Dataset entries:
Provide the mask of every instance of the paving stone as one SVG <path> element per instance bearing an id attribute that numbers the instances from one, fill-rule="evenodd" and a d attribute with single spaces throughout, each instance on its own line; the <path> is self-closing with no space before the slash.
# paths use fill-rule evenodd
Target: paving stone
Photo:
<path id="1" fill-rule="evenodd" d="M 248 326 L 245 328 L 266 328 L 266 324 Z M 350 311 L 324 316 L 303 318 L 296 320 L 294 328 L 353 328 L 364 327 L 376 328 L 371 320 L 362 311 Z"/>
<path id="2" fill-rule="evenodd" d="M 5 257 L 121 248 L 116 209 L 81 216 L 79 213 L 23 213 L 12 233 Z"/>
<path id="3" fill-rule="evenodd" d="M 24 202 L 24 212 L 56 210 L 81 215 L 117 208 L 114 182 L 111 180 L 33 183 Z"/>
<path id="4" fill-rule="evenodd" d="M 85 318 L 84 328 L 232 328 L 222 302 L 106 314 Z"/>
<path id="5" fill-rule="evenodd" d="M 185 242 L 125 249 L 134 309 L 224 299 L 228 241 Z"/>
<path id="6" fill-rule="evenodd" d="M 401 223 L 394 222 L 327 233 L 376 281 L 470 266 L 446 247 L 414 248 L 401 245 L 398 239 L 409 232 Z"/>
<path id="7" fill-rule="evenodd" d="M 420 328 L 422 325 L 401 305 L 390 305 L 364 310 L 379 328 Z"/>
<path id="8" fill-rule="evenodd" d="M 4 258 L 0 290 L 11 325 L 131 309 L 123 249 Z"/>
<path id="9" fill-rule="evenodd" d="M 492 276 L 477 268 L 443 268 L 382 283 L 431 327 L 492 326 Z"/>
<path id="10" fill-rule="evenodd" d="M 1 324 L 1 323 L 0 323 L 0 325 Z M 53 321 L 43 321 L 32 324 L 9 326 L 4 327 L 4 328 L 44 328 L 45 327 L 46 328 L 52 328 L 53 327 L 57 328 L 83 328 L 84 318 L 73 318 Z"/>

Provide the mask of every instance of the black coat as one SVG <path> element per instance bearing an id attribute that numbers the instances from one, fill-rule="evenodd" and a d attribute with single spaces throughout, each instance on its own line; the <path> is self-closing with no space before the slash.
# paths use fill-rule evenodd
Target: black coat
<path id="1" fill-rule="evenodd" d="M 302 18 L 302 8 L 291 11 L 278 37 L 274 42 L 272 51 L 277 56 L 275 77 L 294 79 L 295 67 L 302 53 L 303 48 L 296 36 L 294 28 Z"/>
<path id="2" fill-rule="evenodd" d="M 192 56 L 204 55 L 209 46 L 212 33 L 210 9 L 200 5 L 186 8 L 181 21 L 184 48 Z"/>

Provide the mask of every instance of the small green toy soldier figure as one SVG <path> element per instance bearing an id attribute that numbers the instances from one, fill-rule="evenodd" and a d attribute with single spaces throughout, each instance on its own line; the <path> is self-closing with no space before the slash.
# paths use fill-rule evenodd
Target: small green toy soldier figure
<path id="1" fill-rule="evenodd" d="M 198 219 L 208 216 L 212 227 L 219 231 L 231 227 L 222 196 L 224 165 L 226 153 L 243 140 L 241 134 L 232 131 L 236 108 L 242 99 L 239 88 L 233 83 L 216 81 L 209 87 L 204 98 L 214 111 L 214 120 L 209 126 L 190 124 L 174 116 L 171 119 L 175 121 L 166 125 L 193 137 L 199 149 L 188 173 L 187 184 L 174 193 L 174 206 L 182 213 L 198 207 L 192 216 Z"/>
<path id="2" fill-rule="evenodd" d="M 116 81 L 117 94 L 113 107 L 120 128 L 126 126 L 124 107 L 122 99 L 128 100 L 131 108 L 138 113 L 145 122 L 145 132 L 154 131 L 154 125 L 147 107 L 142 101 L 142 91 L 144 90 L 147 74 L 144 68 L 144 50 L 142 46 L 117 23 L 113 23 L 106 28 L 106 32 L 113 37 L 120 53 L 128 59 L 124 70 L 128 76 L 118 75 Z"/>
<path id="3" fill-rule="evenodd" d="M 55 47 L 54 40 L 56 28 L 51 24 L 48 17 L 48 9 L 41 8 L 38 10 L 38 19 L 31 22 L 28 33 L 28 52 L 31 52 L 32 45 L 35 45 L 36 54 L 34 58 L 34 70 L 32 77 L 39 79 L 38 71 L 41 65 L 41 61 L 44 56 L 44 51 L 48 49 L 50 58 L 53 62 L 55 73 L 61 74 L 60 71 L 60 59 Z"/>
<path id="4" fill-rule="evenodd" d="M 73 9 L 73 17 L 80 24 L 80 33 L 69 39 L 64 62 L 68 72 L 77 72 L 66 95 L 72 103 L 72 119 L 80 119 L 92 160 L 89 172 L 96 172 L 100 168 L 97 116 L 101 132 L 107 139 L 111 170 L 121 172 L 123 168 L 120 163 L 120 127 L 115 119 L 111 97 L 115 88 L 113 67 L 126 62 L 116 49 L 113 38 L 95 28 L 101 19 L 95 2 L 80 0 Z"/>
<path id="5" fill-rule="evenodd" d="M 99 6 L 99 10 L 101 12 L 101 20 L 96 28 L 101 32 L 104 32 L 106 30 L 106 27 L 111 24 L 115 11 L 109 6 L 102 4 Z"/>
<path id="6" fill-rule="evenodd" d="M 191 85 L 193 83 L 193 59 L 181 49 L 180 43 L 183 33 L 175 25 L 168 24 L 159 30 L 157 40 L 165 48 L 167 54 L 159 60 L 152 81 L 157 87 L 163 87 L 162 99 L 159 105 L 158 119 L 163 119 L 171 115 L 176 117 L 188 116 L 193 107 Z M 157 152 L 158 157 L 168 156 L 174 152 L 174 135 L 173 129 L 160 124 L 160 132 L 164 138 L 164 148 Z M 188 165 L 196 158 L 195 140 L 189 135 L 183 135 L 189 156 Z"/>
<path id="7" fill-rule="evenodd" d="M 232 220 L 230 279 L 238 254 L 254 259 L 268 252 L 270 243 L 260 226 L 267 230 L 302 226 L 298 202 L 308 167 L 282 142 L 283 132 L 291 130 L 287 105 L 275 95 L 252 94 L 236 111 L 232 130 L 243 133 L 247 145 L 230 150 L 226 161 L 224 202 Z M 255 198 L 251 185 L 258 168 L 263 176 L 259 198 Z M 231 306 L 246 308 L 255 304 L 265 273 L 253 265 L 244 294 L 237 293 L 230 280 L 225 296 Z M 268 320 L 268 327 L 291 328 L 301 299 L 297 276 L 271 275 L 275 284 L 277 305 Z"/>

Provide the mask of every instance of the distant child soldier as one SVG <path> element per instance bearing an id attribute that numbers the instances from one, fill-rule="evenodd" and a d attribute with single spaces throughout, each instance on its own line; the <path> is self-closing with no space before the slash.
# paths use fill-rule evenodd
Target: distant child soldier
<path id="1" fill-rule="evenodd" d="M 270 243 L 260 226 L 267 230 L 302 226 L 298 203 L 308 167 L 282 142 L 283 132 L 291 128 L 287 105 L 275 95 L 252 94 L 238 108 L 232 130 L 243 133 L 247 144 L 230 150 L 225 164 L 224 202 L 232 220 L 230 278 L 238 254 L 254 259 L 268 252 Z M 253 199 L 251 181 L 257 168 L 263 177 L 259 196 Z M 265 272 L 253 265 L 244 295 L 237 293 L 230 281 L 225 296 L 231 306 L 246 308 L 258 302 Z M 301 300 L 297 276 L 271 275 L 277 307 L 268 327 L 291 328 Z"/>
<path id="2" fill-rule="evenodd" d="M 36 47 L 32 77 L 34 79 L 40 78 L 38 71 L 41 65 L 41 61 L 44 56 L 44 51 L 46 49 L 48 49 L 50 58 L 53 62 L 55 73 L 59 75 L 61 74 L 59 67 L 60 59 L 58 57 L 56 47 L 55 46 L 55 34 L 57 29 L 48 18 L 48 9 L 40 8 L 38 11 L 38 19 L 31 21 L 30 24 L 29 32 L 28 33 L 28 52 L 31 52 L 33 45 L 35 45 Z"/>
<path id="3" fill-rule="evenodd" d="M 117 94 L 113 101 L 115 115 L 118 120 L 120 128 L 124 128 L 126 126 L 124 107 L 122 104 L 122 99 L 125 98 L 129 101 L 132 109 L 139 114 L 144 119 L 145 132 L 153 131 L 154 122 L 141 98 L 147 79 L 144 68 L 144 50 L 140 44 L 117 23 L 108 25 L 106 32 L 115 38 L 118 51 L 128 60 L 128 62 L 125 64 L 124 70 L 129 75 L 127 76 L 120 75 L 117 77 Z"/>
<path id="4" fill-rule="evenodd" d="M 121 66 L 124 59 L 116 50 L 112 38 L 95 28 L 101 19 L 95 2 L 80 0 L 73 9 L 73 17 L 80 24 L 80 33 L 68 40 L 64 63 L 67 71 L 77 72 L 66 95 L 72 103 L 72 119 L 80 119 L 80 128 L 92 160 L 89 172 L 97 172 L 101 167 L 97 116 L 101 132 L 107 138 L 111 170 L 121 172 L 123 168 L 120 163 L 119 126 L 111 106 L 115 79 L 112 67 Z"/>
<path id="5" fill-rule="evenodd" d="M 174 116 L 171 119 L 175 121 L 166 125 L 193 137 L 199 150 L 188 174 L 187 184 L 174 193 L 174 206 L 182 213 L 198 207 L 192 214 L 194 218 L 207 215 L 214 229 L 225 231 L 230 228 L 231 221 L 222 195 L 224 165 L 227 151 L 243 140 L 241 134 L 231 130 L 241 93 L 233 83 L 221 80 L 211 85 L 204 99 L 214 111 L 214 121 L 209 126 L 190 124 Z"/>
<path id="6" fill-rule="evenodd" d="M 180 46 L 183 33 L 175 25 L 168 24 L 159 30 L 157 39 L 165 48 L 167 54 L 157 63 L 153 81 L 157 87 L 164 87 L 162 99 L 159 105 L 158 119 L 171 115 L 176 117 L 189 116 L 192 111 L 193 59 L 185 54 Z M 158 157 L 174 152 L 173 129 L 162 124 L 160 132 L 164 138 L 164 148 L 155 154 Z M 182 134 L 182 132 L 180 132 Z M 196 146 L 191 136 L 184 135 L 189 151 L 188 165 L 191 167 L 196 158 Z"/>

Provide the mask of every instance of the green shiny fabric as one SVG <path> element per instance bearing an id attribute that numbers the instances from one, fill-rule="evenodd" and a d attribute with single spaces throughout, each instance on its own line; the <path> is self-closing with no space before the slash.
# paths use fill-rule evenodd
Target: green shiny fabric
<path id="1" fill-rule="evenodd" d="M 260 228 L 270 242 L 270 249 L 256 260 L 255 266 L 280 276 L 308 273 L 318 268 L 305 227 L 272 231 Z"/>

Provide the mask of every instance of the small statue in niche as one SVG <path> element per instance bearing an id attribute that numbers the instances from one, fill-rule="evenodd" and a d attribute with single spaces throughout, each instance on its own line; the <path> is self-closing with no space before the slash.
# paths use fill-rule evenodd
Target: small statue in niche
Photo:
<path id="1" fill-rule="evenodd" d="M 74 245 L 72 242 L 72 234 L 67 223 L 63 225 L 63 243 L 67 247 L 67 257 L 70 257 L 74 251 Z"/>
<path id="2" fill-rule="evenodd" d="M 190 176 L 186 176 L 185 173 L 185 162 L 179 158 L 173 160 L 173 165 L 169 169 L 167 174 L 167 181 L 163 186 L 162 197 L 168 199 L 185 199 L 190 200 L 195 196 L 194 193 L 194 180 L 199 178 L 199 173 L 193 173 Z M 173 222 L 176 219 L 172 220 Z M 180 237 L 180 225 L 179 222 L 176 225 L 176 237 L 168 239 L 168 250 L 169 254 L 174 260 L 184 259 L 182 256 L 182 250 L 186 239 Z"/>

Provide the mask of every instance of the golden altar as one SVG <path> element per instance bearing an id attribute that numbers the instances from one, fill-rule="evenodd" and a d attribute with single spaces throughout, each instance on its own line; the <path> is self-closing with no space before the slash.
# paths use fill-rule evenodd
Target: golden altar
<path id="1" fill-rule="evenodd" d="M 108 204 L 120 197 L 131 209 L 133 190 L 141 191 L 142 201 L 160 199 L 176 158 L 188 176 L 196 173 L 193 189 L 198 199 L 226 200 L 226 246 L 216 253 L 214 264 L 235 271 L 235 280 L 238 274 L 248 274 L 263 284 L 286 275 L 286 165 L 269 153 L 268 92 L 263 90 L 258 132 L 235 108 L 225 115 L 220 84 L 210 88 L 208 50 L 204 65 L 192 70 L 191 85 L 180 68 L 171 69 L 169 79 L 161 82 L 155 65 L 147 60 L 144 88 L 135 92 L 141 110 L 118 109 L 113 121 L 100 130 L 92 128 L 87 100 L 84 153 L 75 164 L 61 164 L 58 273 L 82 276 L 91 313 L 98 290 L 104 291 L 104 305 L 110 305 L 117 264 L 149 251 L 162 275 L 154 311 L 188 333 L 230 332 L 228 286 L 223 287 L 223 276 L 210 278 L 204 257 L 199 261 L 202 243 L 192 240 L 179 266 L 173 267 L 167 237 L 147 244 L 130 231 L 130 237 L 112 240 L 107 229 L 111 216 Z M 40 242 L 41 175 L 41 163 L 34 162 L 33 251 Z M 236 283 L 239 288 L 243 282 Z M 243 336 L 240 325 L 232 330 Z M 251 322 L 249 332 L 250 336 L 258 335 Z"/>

:: Directions for this task ::
Count the lines in the dataset entries that contain the string "Target". Reply with the number alone.

:: Result for this task ::
7